Extrait du texte
- - - -
Sénateur Joe Lieberman (1993)

William Higinbotham, un physicien américain qui contribua au développement de la première bombe atomique en supervisant les composantes électroniques des expériences du projet Manhattan, devint par la suite un fervent pacifiste et opposant à la prolifération nucléaire. On lui attribue aussi la paternité du premier jeu vidéo de l’histoire : Tennis for two, un simulateur de tennis jouable sur oscilloscope dès 1958. 

Tennis for two sur un oscilloscope

Pourtant, en août 2019, le Président Trump a accusé la « glorification de la violence » accusant les jeux vidéo d’être responsables de plusieurs tueries intervenues quelques jours plus tôt[1]. Le jeu vidéo est souvent associé à la violence, dans son contenu et dans ses effets supposés sur les jeunes et la société : les auteurs de la tuerie de Columbine en 1999 jouaient régulièrement à Doom et Quake, ce qui suffît à certains groupes conservateurs pour accuser ces jeux d’être partiellement responsables de la tragédie. Ce rapprochement souvent remis sur le devant de la scène par des faits divers tragiques contraste avec les motivations du pacifiste et opposant au nucléaire William Higinbotham qui conçut le premier jeu vidéo sur des machines utilisées par les hommes pour simuler les trajectoires de missiles balistiques bien réels, eux. 

Au cœur de ce débat passionné et clivant, je distingue deux questions distinctes, mais liées. D’abord, la question de savoir pourquoi la violence est une composante essentielle de nombreux jeux vidéo ? Ensuite celle des conséquences sur les joueurs et la société dans son ensemble ? 

Cet article se concentre en particulier sur l’état du débat aux Etats-Unis pour plusieurs raisons parce que c’est dans ce pays que le débat est particulièrement virulent et ce alors qu’il est aussi le premier marché du jeu vidéo. Ensuite, c’est aussi aux Etats-Unis que la plupart des études citées ont été conduites. Les conclusions sont toutefois largement applicables au reste du monde.
- - - -
Entrées d'un jeu de données
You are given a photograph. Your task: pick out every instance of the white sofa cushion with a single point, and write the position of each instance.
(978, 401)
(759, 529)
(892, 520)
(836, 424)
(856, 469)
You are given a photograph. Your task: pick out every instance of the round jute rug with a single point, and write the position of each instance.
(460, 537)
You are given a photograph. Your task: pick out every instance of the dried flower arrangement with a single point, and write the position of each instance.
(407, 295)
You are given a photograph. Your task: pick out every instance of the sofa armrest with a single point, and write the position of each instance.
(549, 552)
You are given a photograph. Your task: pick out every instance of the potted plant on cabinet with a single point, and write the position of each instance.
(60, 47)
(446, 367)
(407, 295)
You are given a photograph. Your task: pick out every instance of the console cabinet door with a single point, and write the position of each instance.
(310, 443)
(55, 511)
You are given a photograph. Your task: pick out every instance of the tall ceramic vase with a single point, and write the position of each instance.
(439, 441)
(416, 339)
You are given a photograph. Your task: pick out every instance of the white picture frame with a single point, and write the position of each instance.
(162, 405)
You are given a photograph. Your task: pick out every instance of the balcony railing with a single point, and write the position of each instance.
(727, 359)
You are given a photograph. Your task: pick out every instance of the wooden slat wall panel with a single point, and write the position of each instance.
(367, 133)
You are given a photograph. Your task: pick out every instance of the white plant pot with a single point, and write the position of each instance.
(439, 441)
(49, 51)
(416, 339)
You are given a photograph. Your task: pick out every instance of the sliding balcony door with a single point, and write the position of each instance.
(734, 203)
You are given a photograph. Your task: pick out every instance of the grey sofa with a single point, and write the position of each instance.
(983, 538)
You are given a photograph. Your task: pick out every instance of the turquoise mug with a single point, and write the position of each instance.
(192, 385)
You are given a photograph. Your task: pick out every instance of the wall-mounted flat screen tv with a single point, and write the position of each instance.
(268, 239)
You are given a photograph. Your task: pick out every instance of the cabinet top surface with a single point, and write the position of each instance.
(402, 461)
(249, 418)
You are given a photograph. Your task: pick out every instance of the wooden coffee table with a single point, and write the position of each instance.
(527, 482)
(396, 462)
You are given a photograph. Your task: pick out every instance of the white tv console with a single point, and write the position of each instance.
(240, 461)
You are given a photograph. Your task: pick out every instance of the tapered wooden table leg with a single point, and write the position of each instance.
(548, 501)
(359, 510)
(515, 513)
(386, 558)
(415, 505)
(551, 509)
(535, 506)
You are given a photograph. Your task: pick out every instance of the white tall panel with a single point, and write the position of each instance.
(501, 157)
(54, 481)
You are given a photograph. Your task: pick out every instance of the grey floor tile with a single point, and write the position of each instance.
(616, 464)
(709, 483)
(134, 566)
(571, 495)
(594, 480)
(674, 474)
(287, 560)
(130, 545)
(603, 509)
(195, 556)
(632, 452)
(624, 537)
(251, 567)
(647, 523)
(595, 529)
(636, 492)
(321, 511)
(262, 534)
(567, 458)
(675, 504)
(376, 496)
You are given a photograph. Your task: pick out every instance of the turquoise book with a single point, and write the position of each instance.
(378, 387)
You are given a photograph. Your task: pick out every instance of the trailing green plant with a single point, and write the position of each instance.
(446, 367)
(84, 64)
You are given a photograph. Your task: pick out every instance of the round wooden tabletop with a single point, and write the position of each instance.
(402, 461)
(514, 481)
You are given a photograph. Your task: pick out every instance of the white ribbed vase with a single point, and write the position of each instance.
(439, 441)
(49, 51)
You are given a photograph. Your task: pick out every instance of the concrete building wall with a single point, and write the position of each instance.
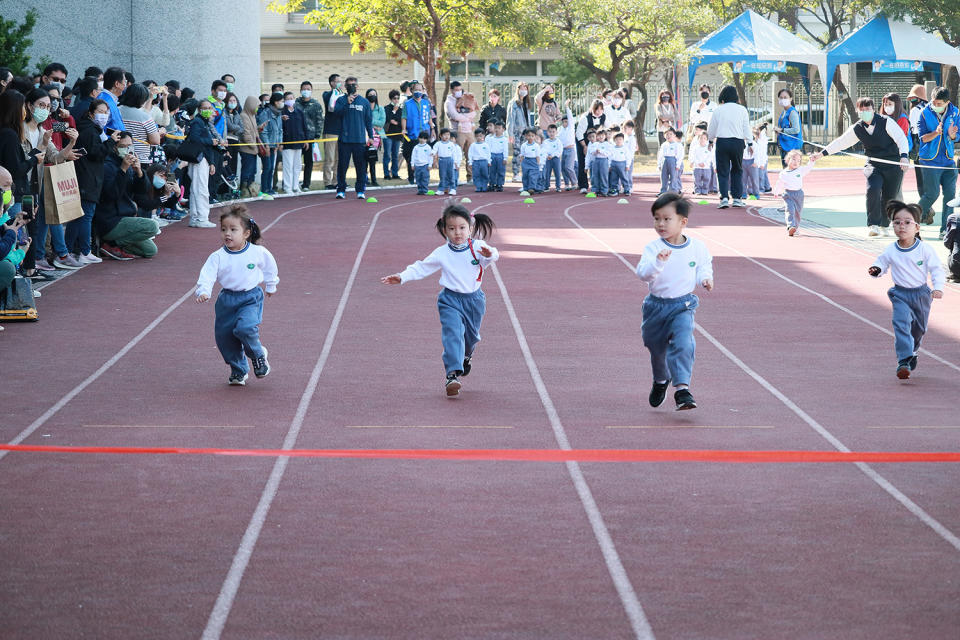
- - - -
Question posée
D'après l'extrait du texte, sur quel appareil le jeu Tennis for two pouvait-il se jouer dès 1958 ?

Réponse
Sur un oscilloscope.